■ Requirement: Copy exactly the lines of the records below, and only those lines, beginning with the line that contains "199V189L627 221L628 180L616" and ending with the line that contains "197L602 412L684 504L789".

■ Items from a data source:
========

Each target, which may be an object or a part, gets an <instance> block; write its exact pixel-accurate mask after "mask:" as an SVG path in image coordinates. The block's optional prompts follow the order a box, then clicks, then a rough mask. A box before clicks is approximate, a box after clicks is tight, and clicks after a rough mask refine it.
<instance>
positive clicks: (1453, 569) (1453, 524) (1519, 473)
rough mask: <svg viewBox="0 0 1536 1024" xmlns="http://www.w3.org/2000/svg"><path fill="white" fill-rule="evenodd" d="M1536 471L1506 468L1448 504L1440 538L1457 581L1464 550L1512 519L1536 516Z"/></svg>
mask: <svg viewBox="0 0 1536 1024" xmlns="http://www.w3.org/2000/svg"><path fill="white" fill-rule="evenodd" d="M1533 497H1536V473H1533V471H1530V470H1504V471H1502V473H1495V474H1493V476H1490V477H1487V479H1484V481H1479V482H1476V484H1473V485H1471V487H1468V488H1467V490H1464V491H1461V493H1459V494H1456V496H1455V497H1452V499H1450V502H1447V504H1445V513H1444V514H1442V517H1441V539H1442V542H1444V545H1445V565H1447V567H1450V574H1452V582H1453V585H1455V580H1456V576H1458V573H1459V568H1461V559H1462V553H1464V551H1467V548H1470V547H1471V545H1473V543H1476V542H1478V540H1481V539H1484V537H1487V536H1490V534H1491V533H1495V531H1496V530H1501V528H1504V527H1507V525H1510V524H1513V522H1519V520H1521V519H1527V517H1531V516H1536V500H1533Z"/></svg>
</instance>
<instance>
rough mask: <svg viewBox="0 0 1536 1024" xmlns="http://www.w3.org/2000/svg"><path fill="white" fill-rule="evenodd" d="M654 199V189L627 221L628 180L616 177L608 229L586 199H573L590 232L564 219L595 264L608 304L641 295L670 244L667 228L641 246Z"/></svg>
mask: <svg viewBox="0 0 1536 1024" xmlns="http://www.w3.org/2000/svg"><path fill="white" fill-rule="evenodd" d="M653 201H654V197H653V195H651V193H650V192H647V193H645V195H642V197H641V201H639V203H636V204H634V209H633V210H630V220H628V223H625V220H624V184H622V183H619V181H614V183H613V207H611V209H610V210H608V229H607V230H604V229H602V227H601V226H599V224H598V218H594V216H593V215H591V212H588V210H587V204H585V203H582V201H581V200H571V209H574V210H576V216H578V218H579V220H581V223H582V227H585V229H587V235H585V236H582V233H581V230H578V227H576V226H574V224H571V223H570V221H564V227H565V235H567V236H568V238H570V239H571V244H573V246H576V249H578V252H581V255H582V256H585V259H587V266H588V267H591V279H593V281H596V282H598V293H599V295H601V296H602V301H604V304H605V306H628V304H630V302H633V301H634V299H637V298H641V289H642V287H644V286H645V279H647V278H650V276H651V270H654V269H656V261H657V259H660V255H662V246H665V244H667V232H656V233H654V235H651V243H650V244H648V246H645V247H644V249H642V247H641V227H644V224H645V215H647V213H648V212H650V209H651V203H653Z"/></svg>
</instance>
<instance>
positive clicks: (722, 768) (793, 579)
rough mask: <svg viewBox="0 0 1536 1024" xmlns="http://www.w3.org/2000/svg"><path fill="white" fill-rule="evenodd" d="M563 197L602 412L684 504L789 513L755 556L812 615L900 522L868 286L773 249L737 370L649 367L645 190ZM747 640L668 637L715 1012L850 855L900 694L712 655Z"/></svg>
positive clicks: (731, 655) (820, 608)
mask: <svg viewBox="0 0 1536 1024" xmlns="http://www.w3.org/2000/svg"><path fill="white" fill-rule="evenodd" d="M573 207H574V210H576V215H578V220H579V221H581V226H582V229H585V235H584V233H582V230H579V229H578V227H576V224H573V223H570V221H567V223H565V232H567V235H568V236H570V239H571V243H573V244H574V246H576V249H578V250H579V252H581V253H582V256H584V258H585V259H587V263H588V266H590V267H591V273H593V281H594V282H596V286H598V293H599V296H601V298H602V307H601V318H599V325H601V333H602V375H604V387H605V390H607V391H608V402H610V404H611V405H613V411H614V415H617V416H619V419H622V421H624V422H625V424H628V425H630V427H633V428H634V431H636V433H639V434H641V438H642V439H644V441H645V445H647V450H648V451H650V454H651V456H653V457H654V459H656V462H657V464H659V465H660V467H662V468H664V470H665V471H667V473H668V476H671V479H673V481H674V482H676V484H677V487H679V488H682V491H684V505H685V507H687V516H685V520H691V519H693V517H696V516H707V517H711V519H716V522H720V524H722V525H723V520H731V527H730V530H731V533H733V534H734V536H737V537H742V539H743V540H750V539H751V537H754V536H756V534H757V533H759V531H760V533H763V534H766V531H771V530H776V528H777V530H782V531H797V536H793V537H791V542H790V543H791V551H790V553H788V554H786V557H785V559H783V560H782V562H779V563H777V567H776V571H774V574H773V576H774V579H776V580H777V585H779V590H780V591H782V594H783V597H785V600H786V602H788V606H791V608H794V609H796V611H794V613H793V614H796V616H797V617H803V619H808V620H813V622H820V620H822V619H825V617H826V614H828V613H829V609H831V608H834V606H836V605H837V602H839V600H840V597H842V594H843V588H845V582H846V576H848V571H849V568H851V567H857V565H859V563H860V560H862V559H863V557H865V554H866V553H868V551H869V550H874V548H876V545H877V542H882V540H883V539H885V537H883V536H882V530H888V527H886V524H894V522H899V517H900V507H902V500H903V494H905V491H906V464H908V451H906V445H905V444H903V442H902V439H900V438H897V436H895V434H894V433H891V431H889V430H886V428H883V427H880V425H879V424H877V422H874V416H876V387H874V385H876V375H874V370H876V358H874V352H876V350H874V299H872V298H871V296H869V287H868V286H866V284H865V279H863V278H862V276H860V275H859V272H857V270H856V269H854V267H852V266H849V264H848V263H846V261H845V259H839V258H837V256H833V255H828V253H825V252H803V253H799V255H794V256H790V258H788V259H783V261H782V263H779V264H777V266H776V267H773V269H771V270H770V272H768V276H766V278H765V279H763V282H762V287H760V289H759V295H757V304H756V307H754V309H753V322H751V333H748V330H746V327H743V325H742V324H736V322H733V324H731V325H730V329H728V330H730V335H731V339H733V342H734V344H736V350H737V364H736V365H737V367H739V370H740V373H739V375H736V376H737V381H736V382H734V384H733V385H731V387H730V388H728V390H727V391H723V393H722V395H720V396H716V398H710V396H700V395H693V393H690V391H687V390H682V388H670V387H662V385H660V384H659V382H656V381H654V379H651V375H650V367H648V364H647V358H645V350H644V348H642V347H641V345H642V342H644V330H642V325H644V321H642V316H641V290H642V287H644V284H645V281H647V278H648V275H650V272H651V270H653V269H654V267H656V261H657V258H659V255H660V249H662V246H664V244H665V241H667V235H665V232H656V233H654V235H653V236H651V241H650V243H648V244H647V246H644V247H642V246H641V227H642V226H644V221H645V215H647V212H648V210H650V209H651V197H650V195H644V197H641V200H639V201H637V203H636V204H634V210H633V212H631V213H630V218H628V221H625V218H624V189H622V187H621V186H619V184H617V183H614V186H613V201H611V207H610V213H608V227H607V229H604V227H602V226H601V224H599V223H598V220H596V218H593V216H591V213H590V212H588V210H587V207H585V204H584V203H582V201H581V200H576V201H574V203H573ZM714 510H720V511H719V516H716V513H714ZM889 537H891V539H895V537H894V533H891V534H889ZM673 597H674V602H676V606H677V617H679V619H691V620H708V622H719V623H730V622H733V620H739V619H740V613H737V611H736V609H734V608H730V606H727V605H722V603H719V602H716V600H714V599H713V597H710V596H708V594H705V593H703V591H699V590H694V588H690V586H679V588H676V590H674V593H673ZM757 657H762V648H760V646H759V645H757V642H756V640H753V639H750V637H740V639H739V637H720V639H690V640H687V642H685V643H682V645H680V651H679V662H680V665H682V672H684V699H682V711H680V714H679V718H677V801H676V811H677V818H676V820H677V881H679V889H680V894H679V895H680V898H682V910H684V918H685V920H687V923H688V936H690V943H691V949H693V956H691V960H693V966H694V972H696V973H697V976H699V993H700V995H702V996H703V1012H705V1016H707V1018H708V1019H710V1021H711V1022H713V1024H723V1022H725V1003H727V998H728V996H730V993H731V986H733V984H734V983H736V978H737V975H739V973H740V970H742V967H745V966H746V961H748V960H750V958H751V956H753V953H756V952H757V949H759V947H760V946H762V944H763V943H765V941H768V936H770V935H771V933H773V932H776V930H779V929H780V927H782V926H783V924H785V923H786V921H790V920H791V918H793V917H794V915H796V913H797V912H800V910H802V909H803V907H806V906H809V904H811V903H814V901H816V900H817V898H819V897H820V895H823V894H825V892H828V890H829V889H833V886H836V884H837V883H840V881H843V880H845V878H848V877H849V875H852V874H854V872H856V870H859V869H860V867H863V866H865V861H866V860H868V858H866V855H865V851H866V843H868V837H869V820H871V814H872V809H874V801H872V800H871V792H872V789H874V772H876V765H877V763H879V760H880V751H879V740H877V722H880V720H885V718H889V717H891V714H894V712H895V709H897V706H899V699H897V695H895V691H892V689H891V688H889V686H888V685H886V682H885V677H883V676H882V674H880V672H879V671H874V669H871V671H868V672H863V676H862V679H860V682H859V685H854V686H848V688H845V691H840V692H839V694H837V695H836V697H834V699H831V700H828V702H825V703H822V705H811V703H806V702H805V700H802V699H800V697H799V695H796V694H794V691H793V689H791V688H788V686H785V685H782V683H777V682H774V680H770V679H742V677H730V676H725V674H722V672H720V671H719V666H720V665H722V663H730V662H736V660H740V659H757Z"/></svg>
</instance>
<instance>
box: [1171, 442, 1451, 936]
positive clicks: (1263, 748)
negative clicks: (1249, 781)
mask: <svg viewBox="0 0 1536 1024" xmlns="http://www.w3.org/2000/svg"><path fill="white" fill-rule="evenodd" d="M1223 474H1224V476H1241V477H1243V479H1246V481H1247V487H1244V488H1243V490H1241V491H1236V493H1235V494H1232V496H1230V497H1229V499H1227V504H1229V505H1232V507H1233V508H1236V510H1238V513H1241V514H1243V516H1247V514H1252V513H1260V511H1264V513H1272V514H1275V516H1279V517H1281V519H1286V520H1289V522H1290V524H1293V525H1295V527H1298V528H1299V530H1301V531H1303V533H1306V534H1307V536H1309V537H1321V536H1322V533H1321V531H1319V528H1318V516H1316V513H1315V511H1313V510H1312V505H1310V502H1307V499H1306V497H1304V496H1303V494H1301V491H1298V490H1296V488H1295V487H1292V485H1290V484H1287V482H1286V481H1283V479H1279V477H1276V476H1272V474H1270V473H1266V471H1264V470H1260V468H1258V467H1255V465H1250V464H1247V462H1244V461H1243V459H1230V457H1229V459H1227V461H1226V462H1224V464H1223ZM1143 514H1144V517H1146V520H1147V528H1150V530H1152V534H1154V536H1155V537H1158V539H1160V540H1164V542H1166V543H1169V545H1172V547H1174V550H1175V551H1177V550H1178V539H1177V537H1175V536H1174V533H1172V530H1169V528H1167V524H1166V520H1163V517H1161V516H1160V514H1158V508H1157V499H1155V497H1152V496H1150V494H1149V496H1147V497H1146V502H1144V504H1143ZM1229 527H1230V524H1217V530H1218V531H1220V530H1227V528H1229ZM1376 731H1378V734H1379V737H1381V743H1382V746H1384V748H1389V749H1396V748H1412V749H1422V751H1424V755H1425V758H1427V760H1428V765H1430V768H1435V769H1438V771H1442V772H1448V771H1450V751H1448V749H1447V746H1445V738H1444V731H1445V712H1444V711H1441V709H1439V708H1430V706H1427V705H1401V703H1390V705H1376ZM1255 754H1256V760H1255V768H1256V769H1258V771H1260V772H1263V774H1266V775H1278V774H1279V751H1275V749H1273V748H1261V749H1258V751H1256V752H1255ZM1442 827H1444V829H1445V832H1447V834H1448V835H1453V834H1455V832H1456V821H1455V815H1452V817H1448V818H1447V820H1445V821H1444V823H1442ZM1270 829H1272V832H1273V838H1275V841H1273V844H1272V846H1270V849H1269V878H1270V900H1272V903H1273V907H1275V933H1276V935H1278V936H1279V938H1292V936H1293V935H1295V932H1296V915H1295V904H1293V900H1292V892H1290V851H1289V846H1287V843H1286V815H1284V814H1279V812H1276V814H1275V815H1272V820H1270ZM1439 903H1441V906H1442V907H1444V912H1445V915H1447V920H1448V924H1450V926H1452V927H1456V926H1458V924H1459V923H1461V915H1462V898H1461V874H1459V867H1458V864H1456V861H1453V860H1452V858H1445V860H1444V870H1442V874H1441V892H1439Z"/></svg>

========

■ Problem solution:
rough mask: <svg viewBox="0 0 1536 1024" xmlns="http://www.w3.org/2000/svg"><path fill="white" fill-rule="evenodd" d="M654 199V189L627 221L628 180L616 177L608 229L586 199H573L590 232L564 219L595 264L608 304L641 295L670 244L667 228L641 246Z"/></svg>
mask: <svg viewBox="0 0 1536 1024" xmlns="http://www.w3.org/2000/svg"><path fill="white" fill-rule="evenodd" d="M653 201H654V197H653V195H651V193H650V192H647V193H645V195H642V197H641V201H639V203H636V204H634V209H633V210H630V220H628V223H625V220H624V184H622V183H619V181H614V183H613V207H611V209H610V210H608V229H607V230H604V229H602V227H601V226H599V224H598V218H594V216H593V215H591V212H588V210H587V204H585V203H582V201H581V200H571V209H574V210H576V216H578V218H579V220H581V223H582V227H585V229H587V235H585V236H582V233H581V230H578V227H576V226H574V224H571V223H570V221H564V227H565V235H567V236H568V238H570V239H571V244H573V246H576V249H578V252H581V255H582V256H585V259H587V266H588V267H591V279H593V281H596V282H598V293H599V295H601V296H602V301H604V304H605V306H628V304H630V302H633V301H634V299H637V298H641V289H642V287H644V286H645V279H647V278H650V276H651V270H654V269H656V261H657V259H660V255H662V246H665V244H667V232H656V233H654V235H651V243H650V244H648V246H645V247H644V249H642V247H641V227H644V224H645V215H647V213H648V212H650V209H651V203H653Z"/></svg>
</instance>
<instance>
positive clicks: (722, 768) (793, 579)
rough mask: <svg viewBox="0 0 1536 1024" xmlns="http://www.w3.org/2000/svg"><path fill="white" fill-rule="evenodd" d="M563 197L602 412L684 504L789 513L755 556L812 615L900 522L868 286L773 249L737 370L649 367L645 190ZM747 640L668 637L715 1012L850 855L900 694L712 655Z"/></svg>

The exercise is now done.